> [YOUR OBJECTIVE] Begin at the line that contains "Would you mind marking the hazy" and repeat every line from there to the end of the records below, inclusive, without adding any other line.

> [MATERIALS PROVIDED]

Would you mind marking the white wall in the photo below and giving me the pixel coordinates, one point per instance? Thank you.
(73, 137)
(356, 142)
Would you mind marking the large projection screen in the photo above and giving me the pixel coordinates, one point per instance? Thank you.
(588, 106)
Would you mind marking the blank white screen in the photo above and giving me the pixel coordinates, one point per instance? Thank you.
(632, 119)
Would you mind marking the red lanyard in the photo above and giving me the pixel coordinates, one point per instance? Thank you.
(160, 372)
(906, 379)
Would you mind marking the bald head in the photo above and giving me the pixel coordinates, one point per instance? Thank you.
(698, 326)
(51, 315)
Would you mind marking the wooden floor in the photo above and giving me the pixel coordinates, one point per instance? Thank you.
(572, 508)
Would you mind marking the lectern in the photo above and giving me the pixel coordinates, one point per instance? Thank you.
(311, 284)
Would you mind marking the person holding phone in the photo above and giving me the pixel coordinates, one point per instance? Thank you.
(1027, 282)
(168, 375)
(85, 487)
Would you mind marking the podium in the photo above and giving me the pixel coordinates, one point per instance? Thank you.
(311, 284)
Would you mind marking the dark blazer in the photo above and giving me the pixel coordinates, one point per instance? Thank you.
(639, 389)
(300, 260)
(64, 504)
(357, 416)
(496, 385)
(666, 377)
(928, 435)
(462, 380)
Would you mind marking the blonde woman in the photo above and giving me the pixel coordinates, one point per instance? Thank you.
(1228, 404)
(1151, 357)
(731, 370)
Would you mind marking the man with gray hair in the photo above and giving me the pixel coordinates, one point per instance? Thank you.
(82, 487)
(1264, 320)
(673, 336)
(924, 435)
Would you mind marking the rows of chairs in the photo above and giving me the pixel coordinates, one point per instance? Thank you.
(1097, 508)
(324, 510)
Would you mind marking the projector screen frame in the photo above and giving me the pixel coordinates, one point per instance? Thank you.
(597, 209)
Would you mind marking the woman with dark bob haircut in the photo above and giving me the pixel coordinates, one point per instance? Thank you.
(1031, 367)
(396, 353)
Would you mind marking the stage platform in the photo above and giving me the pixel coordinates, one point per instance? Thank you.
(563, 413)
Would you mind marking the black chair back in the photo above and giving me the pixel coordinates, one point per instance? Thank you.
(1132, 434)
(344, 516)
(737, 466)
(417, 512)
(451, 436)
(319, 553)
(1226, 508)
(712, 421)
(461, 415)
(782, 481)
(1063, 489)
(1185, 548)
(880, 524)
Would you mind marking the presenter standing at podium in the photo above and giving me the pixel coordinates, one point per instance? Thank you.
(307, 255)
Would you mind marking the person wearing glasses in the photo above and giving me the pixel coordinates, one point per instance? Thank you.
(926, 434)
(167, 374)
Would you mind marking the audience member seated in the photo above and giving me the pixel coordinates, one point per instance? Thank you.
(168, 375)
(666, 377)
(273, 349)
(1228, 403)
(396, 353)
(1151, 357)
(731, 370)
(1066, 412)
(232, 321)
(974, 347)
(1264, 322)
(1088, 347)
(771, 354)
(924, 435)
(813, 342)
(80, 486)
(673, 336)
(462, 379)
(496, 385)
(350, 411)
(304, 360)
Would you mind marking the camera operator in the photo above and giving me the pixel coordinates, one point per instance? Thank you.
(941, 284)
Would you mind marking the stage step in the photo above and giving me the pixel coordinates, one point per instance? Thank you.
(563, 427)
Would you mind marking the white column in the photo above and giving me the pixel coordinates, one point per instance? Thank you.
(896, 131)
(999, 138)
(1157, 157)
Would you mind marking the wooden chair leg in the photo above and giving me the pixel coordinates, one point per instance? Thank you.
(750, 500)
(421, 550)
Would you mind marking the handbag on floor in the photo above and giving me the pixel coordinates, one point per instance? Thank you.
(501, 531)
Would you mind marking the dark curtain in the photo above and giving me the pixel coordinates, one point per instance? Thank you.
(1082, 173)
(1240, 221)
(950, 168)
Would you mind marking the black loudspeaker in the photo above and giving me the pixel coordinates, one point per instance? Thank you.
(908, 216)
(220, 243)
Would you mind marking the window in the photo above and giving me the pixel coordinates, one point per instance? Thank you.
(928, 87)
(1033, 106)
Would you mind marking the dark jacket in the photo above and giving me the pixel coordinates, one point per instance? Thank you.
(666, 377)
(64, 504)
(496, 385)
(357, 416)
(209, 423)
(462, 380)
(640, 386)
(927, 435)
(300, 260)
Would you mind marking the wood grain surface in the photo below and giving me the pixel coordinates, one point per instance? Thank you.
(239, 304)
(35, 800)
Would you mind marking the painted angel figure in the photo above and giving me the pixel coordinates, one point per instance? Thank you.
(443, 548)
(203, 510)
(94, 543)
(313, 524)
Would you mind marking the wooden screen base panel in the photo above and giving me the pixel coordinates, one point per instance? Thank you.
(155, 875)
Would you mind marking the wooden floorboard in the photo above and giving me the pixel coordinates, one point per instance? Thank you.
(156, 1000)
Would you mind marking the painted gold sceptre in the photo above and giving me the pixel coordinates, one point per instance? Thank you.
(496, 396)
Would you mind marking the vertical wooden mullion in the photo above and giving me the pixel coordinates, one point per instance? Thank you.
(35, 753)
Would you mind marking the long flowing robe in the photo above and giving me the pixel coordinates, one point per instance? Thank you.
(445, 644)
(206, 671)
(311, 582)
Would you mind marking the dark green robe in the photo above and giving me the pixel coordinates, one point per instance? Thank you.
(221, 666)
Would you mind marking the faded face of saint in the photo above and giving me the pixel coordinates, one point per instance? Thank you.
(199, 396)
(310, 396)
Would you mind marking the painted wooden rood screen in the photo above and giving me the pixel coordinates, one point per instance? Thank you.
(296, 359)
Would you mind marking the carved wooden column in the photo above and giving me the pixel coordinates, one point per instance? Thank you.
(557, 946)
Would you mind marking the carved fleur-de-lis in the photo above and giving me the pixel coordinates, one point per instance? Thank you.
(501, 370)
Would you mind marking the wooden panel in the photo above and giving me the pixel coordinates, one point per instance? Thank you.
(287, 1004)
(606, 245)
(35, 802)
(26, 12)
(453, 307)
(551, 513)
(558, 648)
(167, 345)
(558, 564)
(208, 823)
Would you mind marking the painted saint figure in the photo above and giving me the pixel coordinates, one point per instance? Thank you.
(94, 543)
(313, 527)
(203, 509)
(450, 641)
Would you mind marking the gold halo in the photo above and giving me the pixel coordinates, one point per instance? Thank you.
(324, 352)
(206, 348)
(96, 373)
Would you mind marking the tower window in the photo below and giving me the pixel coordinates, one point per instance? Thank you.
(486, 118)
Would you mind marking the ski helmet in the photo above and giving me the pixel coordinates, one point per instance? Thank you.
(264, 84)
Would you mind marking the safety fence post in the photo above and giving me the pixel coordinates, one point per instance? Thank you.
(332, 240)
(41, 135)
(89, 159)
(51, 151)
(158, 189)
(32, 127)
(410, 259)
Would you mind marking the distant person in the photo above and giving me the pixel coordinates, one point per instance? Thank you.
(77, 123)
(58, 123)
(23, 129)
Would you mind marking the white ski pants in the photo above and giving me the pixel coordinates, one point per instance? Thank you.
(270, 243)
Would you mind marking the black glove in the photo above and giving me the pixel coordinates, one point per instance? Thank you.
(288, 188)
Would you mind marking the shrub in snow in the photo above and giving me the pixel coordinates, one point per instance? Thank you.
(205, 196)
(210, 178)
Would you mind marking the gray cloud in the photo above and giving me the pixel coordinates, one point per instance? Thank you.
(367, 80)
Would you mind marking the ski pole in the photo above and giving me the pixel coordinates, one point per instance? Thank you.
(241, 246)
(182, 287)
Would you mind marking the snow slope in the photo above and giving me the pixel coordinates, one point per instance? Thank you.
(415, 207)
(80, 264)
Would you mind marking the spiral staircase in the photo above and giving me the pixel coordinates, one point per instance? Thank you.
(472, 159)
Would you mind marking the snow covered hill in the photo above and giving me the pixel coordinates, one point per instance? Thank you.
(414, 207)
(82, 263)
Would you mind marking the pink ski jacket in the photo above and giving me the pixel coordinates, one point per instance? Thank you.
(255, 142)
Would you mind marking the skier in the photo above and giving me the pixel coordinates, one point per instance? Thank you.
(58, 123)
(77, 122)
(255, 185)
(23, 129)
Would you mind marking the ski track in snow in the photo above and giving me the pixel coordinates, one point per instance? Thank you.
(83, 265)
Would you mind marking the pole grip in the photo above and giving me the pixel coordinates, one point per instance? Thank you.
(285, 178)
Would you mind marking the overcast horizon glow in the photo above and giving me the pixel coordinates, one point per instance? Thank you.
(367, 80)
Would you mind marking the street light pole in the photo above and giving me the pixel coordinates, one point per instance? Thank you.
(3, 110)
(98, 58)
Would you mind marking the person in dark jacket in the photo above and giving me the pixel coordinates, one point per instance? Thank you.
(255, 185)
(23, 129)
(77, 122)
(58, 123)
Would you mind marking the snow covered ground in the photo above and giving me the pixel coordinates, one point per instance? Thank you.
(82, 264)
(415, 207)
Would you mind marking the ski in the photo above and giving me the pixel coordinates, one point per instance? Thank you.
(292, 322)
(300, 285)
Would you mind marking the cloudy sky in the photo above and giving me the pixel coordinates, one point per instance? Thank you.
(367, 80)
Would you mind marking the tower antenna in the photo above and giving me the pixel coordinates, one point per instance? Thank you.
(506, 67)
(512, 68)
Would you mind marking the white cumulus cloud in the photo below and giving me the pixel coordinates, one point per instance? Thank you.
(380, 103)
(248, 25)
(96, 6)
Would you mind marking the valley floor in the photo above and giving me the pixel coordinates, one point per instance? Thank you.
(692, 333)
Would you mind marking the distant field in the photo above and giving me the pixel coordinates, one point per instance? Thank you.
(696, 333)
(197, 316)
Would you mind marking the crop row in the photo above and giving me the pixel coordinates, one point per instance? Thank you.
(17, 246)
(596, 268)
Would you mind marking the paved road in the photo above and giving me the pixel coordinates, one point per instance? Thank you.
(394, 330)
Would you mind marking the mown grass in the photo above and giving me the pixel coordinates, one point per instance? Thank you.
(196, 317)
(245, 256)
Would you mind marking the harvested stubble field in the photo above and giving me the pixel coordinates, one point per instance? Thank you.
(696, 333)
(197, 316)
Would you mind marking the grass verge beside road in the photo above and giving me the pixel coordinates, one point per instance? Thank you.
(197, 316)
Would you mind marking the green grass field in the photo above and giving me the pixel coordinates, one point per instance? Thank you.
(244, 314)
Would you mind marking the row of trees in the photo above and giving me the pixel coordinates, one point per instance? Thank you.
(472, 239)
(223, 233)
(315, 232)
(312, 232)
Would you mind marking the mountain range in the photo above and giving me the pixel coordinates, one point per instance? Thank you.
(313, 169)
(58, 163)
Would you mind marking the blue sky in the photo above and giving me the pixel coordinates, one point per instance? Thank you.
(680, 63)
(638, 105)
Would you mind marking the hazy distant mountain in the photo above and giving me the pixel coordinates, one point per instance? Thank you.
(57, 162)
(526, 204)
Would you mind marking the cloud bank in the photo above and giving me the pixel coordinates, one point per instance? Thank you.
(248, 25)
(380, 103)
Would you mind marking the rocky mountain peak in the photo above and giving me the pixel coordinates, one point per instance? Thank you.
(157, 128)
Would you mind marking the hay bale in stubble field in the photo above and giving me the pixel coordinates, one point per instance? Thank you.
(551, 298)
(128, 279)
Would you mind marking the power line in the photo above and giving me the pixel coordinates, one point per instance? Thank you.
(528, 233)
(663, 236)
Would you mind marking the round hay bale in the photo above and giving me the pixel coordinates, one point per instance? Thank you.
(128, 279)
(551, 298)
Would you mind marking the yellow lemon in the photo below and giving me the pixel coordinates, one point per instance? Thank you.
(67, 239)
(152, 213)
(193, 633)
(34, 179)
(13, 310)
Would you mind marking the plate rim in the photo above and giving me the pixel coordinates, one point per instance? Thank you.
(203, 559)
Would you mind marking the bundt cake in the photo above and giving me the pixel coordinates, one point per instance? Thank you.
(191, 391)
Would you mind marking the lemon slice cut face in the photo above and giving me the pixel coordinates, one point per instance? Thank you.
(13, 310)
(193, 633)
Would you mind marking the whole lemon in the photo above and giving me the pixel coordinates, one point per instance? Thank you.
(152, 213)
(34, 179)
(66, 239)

> [CORRECT RESULT]
Would you mind marking the hazy distant mountain in the photo above and giving me the pixel coordinates, one point per instance? Thank you.
(57, 162)
(526, 204)
Would you mind marking the cloud bank in the photo above and giving me the pixel coordinates, one point per instance? Thank you.
(248, 25)
(380, 103)
Would you mind marking the rocky mountain peak in the photo above and giving me the pixel coordinates, one point per instance? Thank you.
(157, 128)
Would you mind marking the hay bale in stubble field in the photo above and giving me the pixel coordinates, one point per instance? Thank you.
(551, 298)
(128, 279)
Would you mind marking the power line in the photo above and giving me the pixel coordinates, one point per instance? Thank you.
(528, 233)
(663, 236)
Would you mind marking the round hay bale in the photo above and giving me the pixel coordinates, one point per instance? Thank you.
(128, 279)
(551, 298)
Would you mind marking the yellow lemon in the photo below and giving me the pixel coordinates, one point per instance? Thank you.
(67, 239)
(152, 213)
(193, 633)
(34, 179)
(13, 310)
Would you mind marking the plate rim in the photo above and giving me the pixel coordinates, one point per instance? Thank you.
(203, 559)
Would you mind marking the bundt cake in the photo above and giving me the pixel coordinates, one point per instance? Thank you.
(191, 391)
Would you mind marking the lemon slice cut face in the photo above and giving me the pixel coordinates, one point per instance? Thank you.
(13, 310)
(193, 633)
Would you mind marking the whole lemon in the photo above and giving me the pixel coordinates, one point per instance? Thank you.
(152, 213)
(34, 179)
(66, 239)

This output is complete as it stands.